(Что сделать):
Пожалуйста, проверьте, согласуются ли с текстом о Пржевальском следующие утверждения, и для каждого ответьте «да» или «нет», приведя решающие слова текста в кавычках:
1. Мурзаев подарил книгу «Рассказы об ученых и путешественниках» в 1979 году.
2. Пржевальский посвятил жизнь исследованиям Южной Америки.
3. Козлов и Роборовский были учениками Пржевальского.

(Исходный текст):
________________________________________
Путешествия к Лобнору и на Тибет

Пржевальский Николай Михайлович

«В истории науки есть личности, идеи и труды которых являются целой эпохой». Так написал о Н. М. Пржевальском Э. М. Мурзаев – выдающийся географ и исследователь Азии. Генерал-майор, действительный и почетный член большинства европейских академий, великий путешественник и исследователь, отважный человек, суровый военачальник, бесстрашный разведчик, талантливый писатель – Н. М. Пржевальский посвятил свою жизнь исследованиям Центральной Азии – «белого пятна» на картах середины XIX в. Книги Пржевальского о его путешествиях по праву считают лучшими образцами научно-познавательной географической литературы.

Путешествие к сердцу Тибета

[1]

Связь времен.

Эдуард Макарович Мурзаев – выдающийся географ и исследователь Азии, автор работ по физической географии и топонимике этого региона, знаток Монголии, Китая, Киргизии и Казахстана – в 1979 г. подарил мне на день рождения свою книгу «Рассказы об ученых и путешественниках», снабдив ее надписью: «На добрую память о героях этой книги, у которых есть чему поучиться». Главными героями книги были его старшие и более молодые коллеги-географы, среди которых встречались и те, кто помнил Н. М. Пржевальского, работал в экспедициях с его учениками – П. К. Козловым и В. И. Роборовским. Сам Э. М. Мурзаев стал своего рода ориентиром на пути преемственности знаний и традиций в географии: под его редакцией и с его основательными научными предисловиями в советское время вышли издания описаний путешествий Н. М. Пржевальского, а также научная биография путешественника.
________________________________________
(Извлечённые данные):

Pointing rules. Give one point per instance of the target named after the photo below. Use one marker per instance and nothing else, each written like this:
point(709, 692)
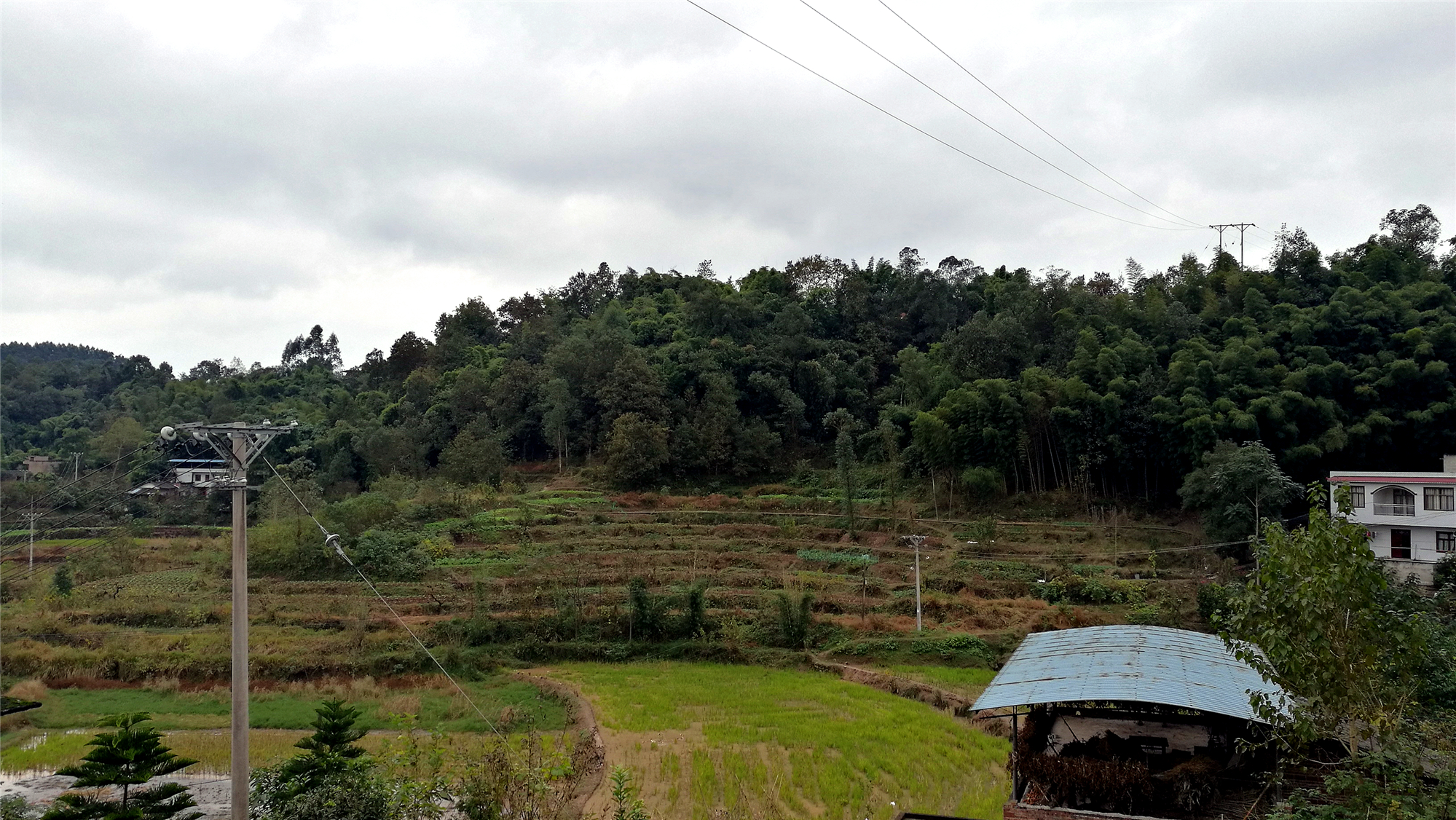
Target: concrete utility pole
point(32, 516)
point(1243, 226)
point(916, 541)
point(237, 443)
________________________________________
(Ответ к заданию):
1. Да: «в 1979 г. подарил мне на день рождения свою книгу «Рассказы об ученых и путешественниках»».
2. Нет: «посвятил свою жизнь исследованиям Центральной Азии».
3. Да: «работал в экспедициях с его учениками – П. К. Козловым и В. И. Роборовским».